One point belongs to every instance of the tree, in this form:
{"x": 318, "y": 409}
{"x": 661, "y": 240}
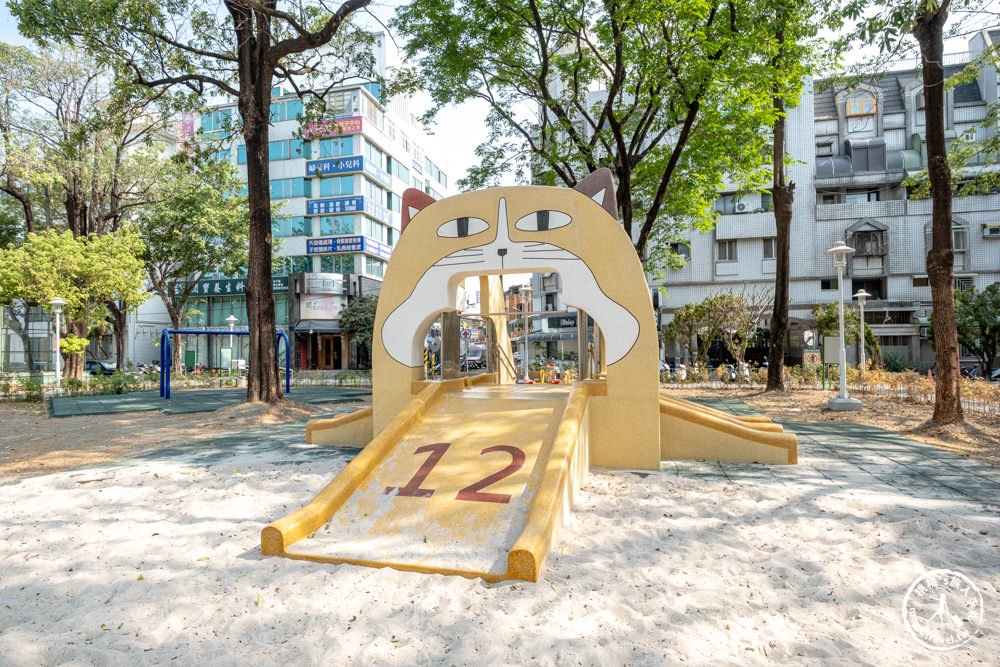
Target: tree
{"x": 198, "y": 225}
{"x": 657, "y": 92}
{"x": 740, "y": 313}
{"x": 358, "y": 320}
{"x": 791, "y": 27}
{"x": 74, "y": 158}
{"x": 978, "y": 323}
{"x": 236, "y": 48}
{"x": 888, "y": 24}
{"x": 705, "y": 319}
{"x": 85, "y": 272}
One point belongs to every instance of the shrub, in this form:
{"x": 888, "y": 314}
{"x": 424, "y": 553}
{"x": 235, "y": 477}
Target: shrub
{"x": 897, "y": 362}
{"x": 32, "y": 391}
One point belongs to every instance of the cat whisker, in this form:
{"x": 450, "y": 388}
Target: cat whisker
{"x": 444, "y": 263}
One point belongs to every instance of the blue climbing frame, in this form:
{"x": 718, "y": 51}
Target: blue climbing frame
{"x": 166, "y": 355}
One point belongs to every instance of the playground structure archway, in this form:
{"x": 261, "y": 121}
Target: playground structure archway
{"x": 167, "y": 357}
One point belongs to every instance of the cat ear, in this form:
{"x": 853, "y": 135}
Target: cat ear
{"x": 414, "y": 201}
{"x": 599, "y": 185}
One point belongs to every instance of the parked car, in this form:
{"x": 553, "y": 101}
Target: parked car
{"x": 99, "y": 368}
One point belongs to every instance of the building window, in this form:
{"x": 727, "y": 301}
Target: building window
{"x": 868, "y": 243}
{"x": 859, "y": 196}
{"x": 336, "y": 224}
{"x": 394, "y": 202}
{"x": 682, "y": 250}
{"x": 216, "y": 120}
{"x": 964, "y": 284}
{"x": 374, "y": 267}
{"x": 375, "y": 154}
{"x": 338, "y": 185}
{"x": 874, "y": 286}
{"x": 291, "y": 187}
{"x": 290, "y": 110}
{"x": 960, "y": 236}
{"x": 337, "y": 263}
{"x": 336, "y": 147}
{"x": 861, "y": 103}
{"x": 894, "y": 341}
{"x": 770, "y": 248}
{"x": 374, "y": 192}
{"x": 287, "y": 150}
{"x": 728, "y": 204}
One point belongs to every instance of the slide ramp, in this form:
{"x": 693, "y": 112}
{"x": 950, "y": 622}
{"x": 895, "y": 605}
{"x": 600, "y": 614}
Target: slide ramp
{"x": 451, "y": 493}
{"x": 693, "y": 432}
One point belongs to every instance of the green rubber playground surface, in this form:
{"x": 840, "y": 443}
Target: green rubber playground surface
{"x": 204, "y": 400}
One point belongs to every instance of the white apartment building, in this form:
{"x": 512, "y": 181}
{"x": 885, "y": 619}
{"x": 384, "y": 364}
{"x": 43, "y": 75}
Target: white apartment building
{"x": 852, "y": 149}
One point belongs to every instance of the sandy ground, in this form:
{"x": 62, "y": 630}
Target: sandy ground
{"x": 158, "y": 563}
{"x": 978, "y": 438}
{"x": 32, "y": 443}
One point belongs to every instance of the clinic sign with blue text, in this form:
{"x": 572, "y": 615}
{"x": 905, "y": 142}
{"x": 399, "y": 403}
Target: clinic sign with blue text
{"x": 355, "y": 204}
{"x": 348, "y": 165}
{"x": 343, "y": 244}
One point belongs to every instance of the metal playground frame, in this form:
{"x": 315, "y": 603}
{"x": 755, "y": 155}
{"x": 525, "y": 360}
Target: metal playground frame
{"x": 166, "y": 355}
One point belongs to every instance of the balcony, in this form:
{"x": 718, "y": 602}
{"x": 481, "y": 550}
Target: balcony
{"x": 861, "y": 210}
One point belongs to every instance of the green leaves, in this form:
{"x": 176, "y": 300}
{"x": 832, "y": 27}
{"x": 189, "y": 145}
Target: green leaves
{"x": 85, "y": 272}
{"x": 358, "y": 318}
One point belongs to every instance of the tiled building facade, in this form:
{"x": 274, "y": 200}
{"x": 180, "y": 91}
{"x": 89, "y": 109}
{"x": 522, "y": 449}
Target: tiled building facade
{"x": 851, "y": 150}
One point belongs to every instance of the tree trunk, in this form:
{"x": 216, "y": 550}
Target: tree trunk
{"x": 74, "y": 362}
{"x": 929, "y": 31}
{"x": 118, "y": 325}
{"x": 175, "y": 348}
{"x": 263, "y": 383}
{"x": 783, "y": 196}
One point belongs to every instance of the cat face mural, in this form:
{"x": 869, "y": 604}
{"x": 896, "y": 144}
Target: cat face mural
{"x": 512, "y": 230}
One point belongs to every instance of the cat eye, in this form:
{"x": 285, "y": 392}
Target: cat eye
{"x": 543, "y": 221}
{"x": 462, "y": 227}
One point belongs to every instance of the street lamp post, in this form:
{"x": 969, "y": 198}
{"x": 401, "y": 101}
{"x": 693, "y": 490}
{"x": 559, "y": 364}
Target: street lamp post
{"x": 842, "y": 402}
{"x": 232, "y": 322}
{"x": 526, "y": 307}
{"x": 57, "y": 305}
{"x": 861, "y": 295}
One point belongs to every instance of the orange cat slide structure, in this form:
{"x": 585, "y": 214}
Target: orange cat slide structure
{"x": 474, "y": 476}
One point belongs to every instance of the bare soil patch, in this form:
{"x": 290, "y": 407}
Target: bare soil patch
{"x": 978, "y": 438}
{"x": 32, "y": 443}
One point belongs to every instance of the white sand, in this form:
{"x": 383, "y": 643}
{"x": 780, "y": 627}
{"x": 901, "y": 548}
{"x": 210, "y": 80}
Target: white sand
{"x": 158, "y": 562}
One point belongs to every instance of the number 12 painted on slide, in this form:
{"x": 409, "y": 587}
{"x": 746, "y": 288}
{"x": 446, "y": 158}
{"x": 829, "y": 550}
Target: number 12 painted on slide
{"x": 472, "y": 492}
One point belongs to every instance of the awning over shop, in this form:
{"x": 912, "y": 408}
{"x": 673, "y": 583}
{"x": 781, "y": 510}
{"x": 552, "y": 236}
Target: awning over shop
{"x": 547, "y": 336}
{"x": 318, "y": 326}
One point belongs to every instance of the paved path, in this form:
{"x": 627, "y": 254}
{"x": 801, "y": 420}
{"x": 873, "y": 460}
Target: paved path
{"x": 838, "y": 456}
{"x": 204, "y": 400}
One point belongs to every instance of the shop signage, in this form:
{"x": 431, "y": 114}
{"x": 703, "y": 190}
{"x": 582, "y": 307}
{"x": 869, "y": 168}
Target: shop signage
{"x": 354, "y": 204}
{"x": 332, "y": 245}
{"x": 333, "y": 128}
{"x": 348, "y": 165}
{"x": 232, "y": 286}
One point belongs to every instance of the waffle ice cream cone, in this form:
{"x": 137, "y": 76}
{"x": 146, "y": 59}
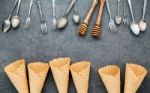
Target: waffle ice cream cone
{"x": 111, "y": 78}
{"x": 16, "y": 72}
{"x": 37, "y": 75}
{"x": 80, "y": 73}
{"x": 60, "y": 71}
{"x": 134, "y": 77}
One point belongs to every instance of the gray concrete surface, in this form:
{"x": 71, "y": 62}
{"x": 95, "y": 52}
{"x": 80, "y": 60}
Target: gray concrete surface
{"x": 112, "y": 48}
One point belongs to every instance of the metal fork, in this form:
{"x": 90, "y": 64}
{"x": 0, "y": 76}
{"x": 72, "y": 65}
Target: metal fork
{"x": 125, "y": 17}
{"x": 112, "y": 25}
{"x": 43, "y": 22}
{"x": 28, "y": 18}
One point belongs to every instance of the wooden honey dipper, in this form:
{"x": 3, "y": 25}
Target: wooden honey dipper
{"x": 83, "y": 26}
{"x": 96, "y": 31}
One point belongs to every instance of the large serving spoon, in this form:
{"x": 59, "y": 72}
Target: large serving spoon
{"x": 15, "y": 21}
{"x": 6, "y": 23}
{"x": 133, "y": 26}
{"x": 62, "y": 22}
{"x": 142, "y": 23}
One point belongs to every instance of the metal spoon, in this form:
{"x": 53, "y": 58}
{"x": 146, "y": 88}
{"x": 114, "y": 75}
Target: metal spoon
{"x": 15, "y": 21}
{"x": 133, "y": 26}
{"x": 62, "y": 22}
{"x": 76, "y": 17}
{"x": 28, "y": 18}
{"x": 118, "y": 18}
{"x": 142, "y": 23}
{"x": 6, "y": 23}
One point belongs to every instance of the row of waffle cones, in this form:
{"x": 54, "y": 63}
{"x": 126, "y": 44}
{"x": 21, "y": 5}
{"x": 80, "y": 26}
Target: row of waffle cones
{"x": 37, "y": 72}
{"x": 134, "y": 75}
{"x": 60, "y": 67}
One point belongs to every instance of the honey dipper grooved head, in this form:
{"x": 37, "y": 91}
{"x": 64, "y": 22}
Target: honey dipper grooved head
{"x": 82, "y": 29}
{"x": 96, "y": 31}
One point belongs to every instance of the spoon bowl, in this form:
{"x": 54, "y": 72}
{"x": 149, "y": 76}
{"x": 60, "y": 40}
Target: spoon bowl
{"x": 76, "y": 18}
{"x": 118, "y": 19}
{"x": 142, "y": 25}
{"x": 135, "y": 28}
{"x": 15, "y": 21}
{"x": 62, "y": 22}
{"x": 6, "y": 25}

::::::

Action item ▸ Repeat exactly the lines of the listing above, from the one with "One point belongs to every instance of the tree trunk, in" down to the one with "One point belongs to every instance of the shop"; both of those lines belong in the range.

Answer for the task ▸
One point belongs to every instance of the tree trunk, in this form:
{"x": 216, "y": 550}
Target: tree trunk
{"x": 74, "y": 362}
{"x": 929, "y": 31}
{"x": 118, "y": 325}
{"x": 175, "y": 348}
{"x": 263, "y": 383}
{"x": 783, "y": 196}
One point belongs to every instance of the cat face mural, in this form:
{"x": 869, "y": 604}
{"x": 896, "y": 144}
Target: cat face mural
{"x": 512, "y": 230}
One point belongs to every instance of the cat eye, in this form:
{"x": 285, "y": 392}
Target: cat eye
{"x": 543, "y": 221}
{"x": 462, "y": 227}
One point belongs to every instance of the street lamp post, in this form:
{"x": 969, "y": 198}
{"x": 401, "y": 101}
{"x": 693, "y": 490}
{"x": 559, "y": 364}
Target: street lamp post
{"x": 842, "y": 402}
{"x": 232, "y": 322}
{"x": 526, "y": 307}
{"x": 57, "y": 305}
{"x": 861, "y": 295}
One point belongs to every instance of the orange cat slide structure, in this form:
{"x": 585, "y": 214}
Target: orange cat slide structure
{"x": 474, "y": 476}
One point belongs to every instance of the bare soil patch, in this form:
{"x": 290, "y": 407}
Target: bare soil patch
{"x": 978, "y": 438}
{"x": 32, "y": 443}
One point belongs to every instance of the white sand, in this form:
{"x": 383, "y": 643}
{"x": 780, "y": 627}
{"x": 901, "y": 548}
{"x": 210, "y": 80}
Target: white sand
{"x": 158, "y": 562}
One point belongs to every instance of the number 12 painted on slide, in this form:
{"x": 409, "y": 587}
{"x": 746, "y": 288}
{"x": 446, "y": 158}
{"x": 829, "y": 550}
Target: number 12 painted on slide
{"x": 472, "y": 492}
One point belongs to every instance of the awning over shop, in this form:
{"x": 912, "y": 408}
{"x": 673, "y": 583}
{"x": 781, "y": 510}
{"x": 552, "y": 236}
Target: awning over shop
{"x": 547, "y": 336}
{"x": 318, "y": 326}
One point belongs to every instance of the paved path, in this form:
{"x": 627, "y": 254}
{"x": 801, "y": 420}
{"x": 873, "y": 460}
Target: paved path
{"x": 838, "y": 456}
{"x": 204, "y": 400}
One point belongs to every instance of the shop signage, in this form:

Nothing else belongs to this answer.